Generic Red-Black Tree and its C# Implementation
Dr. Richard Wiener, Editor-in-Chief, JOT, Associate Professor
of Computer
Science, University of Colorado at Colorado Springs
|
|
COLUMN
PDF Version |
The focus of this installment of the Educator’s Corner is on
tree construction – red-black trees. Some of the material for
this column is taken from Chapter 13 of the forthcoming book “Modern
Software Development Using C#/.NET” by Richard Wiener. This book
will be published by Thomson, Course Technology in the Fall, 2005.
A fascinating and important balanced binary search tree is the red-black tree. Rudolf Bayer invented this important tree structure in 1972,
about 10 years after the introduction of AVL trees. He is also credited
with the invention of the B-tree, a structure used extensively in database
systems. Bayer referred to his red-black trees as “symmetric
binary B-trees.”
Red-black trees, as they are now known, like AVL trees, are “self-balancing”.
Whenever a new object is inserted or deleted, the resulting tree continues
to satisfy the conditions required to be a red-black tree. The computational
complexity for insertion or deletion can be shown to be O(log2n), similar
to an AVL tree.
Red black trees are important in practice. They are used as the basis
for Java’s implementation of its standard SortedSet collection
class. There is no comparable collection in the C# standard collections
so a C# implementation of red-black trees might be useful.
The rules that define a red-black tree are interesting because they
are less constrained than the rather strict rules associated with
an AVL tree. Each node is assigned a color of red or black. This can
be
accomplished using a field of type bool in class Node (true if the
node is red and false if it is black).
The formal rules that define a red-black binary search tree are the
following:
- Every node is colored either red or black.

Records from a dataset
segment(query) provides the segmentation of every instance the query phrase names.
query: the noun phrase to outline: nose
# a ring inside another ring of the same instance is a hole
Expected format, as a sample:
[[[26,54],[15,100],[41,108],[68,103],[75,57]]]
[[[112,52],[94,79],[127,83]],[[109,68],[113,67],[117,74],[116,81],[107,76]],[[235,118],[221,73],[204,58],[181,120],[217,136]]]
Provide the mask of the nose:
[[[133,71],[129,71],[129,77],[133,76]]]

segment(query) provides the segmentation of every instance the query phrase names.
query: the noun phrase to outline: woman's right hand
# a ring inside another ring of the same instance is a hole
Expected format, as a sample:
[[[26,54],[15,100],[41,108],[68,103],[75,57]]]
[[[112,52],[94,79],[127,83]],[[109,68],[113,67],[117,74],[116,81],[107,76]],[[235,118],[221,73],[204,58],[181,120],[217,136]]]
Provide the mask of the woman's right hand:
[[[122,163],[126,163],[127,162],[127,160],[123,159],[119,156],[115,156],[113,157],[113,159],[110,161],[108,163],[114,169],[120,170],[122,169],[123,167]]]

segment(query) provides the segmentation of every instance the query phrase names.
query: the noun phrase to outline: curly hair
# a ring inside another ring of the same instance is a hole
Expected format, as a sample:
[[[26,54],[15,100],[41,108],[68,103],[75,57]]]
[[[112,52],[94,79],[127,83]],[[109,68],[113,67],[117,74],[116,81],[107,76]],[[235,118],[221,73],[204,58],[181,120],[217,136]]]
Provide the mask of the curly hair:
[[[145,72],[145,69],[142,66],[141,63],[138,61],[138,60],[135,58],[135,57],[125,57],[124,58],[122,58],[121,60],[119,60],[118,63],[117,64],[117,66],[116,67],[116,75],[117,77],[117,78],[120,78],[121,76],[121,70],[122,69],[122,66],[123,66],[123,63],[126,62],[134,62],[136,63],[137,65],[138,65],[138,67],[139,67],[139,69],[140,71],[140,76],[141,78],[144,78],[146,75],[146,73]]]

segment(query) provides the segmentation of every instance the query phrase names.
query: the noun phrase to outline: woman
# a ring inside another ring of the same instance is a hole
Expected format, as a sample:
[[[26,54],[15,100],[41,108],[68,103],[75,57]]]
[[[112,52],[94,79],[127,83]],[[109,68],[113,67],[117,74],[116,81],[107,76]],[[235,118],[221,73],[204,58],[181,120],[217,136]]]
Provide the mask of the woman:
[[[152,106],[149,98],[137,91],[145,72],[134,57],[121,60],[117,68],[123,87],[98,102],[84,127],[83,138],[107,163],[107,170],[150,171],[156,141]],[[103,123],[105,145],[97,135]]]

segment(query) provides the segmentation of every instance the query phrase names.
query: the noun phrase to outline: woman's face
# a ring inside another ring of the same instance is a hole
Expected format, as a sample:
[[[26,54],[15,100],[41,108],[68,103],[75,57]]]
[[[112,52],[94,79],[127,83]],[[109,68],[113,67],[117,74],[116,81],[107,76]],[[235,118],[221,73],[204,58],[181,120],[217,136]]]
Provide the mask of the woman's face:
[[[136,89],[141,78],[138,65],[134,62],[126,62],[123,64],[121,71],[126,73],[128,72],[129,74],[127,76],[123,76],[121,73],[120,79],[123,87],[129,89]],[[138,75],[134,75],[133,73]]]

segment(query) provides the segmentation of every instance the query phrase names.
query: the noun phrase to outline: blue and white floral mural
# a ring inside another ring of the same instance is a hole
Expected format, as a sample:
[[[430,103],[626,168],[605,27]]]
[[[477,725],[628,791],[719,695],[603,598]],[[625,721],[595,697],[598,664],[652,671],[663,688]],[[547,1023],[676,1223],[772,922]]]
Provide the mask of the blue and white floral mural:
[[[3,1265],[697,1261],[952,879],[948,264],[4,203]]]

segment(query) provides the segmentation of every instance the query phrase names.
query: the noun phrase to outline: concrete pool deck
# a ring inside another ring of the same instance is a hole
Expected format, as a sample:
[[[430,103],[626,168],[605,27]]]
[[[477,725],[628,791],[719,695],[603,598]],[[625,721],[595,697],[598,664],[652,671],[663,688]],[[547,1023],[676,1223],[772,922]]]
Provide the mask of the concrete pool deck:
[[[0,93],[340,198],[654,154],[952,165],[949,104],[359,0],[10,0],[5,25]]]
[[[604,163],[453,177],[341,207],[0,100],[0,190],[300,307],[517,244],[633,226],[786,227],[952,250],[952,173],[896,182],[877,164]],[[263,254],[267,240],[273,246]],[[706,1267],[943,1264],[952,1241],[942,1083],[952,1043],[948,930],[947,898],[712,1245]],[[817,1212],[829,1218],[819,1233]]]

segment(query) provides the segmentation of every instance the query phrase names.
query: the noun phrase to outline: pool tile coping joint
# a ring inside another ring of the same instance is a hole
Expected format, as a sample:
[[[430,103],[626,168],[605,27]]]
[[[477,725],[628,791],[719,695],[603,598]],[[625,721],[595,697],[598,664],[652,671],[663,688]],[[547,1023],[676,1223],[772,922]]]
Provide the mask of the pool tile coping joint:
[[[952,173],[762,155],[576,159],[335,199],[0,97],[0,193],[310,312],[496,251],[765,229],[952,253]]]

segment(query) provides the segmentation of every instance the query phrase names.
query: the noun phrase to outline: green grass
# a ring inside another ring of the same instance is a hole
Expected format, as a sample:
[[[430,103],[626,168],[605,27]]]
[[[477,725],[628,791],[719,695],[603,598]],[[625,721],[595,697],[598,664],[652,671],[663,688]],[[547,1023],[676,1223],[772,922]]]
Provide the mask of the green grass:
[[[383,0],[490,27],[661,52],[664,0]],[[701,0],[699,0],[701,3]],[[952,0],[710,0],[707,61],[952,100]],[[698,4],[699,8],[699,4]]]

**TASKS FOR THIS EXERCISE**.
• 1. Answer these questions about the red-black tree column:
(a) In what year did Rudolf Bayer invent the red-black tree?
(b) Which standard Java collection class is built on red-black trees?
(c) What field type in class Node can hold a node's color?
• 2. Resume the red-black tree column after its final line, carrying on the list of formal rules that define a red-black binary search tree.

**RESULTS OF THE TASKS**.
• 1.
(a) 1972
(b) SortedSet
(c) A field of type bool (true for red, false for black)

• 2.
- The root node is always black.
- Every external node (null child of a leaf node) is black.
- If a node is red, both of its children are black.
- Every path from the root to an external node contains the same
number of black nodes.
It is rule 5 that leads to a balanced tree structure.
Since red nodes may not have any red children, if the
black height
from
root to every
leaf node is the same, this implies that any two paths
from root to leaf can differ only by a factor of two.
Using a
relatively simple proof of mathematical induction,
Kenneth Berman and
Jerome
Paul show
on page 659 of their book, Algorithms: Sequential,
Parallel, and Distributed,
Thomson, Course Technology, 2005, that the relationship
between the maximum depth of a red-black tree and the
number of internal
nodes
is, depth = 2 log2(n + 1) where n is the number of
internal nodes.
Let us consider some examples of red-black trees in
Figure 1.
The first red-black tree has a black depth of 2 from
the root to every leaf node. The second red-black
tree has
a black depth
of
3 from the
root to every leaf node. Each of these trees is
generated by a search tree GUI application (to be the subject
of a future
column).
Figure 1 – Two Examples of Red-Black Trees
The algorithms for insertion and deletion involve node rotations as well
as node re-coloring.
The algorithms with examples of insertion and deletion are presented
first. Following this a complete implementation of class RedBlackTree is presented that includes all the implementation details for insertion
and deletion.
Mechanism for insertion into a red-black tree
Perform an ordinary binary search tree insertion into the red-black tree.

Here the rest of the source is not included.